=== Recorded information ===

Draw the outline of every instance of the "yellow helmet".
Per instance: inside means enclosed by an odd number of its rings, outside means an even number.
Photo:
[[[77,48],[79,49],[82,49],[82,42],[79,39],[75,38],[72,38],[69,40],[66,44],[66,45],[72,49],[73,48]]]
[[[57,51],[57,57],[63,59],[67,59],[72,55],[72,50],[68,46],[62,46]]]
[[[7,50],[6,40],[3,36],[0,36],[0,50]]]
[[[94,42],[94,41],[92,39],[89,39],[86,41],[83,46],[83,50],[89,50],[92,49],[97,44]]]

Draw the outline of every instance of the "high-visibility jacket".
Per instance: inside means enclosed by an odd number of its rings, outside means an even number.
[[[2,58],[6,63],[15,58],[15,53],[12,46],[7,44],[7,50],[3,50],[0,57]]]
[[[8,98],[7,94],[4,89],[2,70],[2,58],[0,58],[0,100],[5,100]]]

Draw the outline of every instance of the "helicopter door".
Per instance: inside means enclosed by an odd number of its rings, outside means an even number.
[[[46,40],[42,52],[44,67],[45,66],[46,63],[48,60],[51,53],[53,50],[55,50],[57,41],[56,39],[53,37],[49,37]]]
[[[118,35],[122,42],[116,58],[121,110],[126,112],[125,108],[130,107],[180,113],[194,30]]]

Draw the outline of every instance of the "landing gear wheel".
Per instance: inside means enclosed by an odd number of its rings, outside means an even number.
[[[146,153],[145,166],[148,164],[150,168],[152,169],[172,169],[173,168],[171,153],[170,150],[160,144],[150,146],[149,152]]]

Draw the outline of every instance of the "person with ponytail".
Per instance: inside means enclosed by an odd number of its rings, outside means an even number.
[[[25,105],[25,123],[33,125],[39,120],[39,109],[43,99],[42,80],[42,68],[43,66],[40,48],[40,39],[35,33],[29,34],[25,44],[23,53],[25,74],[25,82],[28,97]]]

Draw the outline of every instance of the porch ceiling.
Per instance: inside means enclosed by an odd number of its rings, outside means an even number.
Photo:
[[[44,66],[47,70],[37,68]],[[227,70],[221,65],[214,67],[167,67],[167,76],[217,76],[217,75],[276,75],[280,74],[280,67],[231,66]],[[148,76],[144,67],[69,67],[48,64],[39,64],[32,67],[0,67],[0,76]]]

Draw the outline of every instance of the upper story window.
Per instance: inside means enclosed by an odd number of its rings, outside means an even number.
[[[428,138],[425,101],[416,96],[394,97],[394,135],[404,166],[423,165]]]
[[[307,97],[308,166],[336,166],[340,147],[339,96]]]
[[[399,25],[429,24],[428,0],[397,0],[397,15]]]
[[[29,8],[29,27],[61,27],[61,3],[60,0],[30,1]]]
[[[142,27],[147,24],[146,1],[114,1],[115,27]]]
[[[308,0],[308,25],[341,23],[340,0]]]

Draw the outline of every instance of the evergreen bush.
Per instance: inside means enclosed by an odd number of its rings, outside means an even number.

===

▸ Work instructions:
Rewrite all of the lines above, replacing "Draw the outline" with "Trace the outline" wherever it occurs and leaving everything else unchanged.

▸ In response:
Trace the outline of every instance of the "yellow helmet".
Per instance: inside means enclosed by an odd number of its rings, outside means an even number.
Photo:
[[[77,48],[79,49],[82,49],[82,42],[79,39],[75,38],[72,38],[69,40],[66,44],[66,45],[72,49],[73,48]]]
[[[57,51],[57,57],[63,59],[67,59],[72,55],[72,50],[68,46],[62,46]]]
[[[7,50],[6,40],[3,36],[0,36],[0,50]]]
[[[94,42],[94,41],[92,39],[89,39],[86,41],[83,46],[83,50],[89,50],[92,49],[97,44]]]

Trace the outline of every instance of the "high-visibility jacket".
Per instance: inside means enclosed by an odd number of its rings, outside means an even number.
[[[2,58],[6,63],[15,58],[15,53],[12,46],[7,44],[7,50],[3,50],[0,57]]]
[[[8,98],[7,94],[4,89],[2,70],[2,58],[0,58],[0,100],[5,100]]]

Trace the outline of every instance of the "helicopter door".
Per instance: inside means enclosed by an odd number of its rings, outside means an even number.
[[[46,40],[42,52],[44,67],[45,66],[46,63],[48,60],[51,53],[53,50],[55,50],[57,41],[56,39],[53,37],[49,37]]]
[[[118,35],[122,42],[116,58],[121,110],[126,112],[125,108],[130,107],[180,113],[194,30]]]

Trace the outline of every instance of the "landing gear wheel".
Per instance: inside means enclosed by an odd number of its rings, outside means an even number.
[[[146,153],[145,166],[148,164],[150,168],[152,169],[172,169],[173,168],[171,153],[170,150],[160,144],[150,146],[149,152]]]

Trace the outline of every instance of the "person with ponytail".
Per instance: inside means enclosed by an odd number of its rings, outside means an even number.
[[[25,105],[25,123],[33,125],[39,120],[39,109],[43,99],[42,80],[42,68],[43,66],[40,48],[40,39],[35,33],[29,34],[25,44],[23,53],[25,74],[25,82],[28,97]]]

Trace the outline of every instance of the porch ceiling.
Per instance: inside means enclosed by an odd number of its rings, outside means an even number.
Photo:
[[[44,66],[47,70],[37,68]],[[227,70],[221,65],[214,67],[167,67],[167,76],[217,76],[217,75],[276,75],[280,74],[280,67],[231,66]],[[148,76],[144,67],[69,67],[48,64],[39,64],[32,67],[0,67],[0,76]]]

Trace the outline of every instance of the upper story window.
Per instance: inside means enclosed by an odd number of its rings, outside means an even number.
[[[428,138],[425,101],[416,96],[394,97],[394,135],[404,166],[423,165]]]
[[[307,97],[308,166],[336,166],[340,147],[339,96]]]
[[[399,25],[429,24],[428,0],[397,0],[397,15]]]
[[[29,8],[29,27],[61,27],[61,3],[60,0],[30,1]]]
[[[142,27],[147,24],[146,1],[114,1],[115,27]]]
[[[308,0],[308,25],[341,23],[340,0]]]

Trace the outline of every instance of the evergreen bush.
Per instance: inside means enclosed by an odd number of its rings, outside means an even number.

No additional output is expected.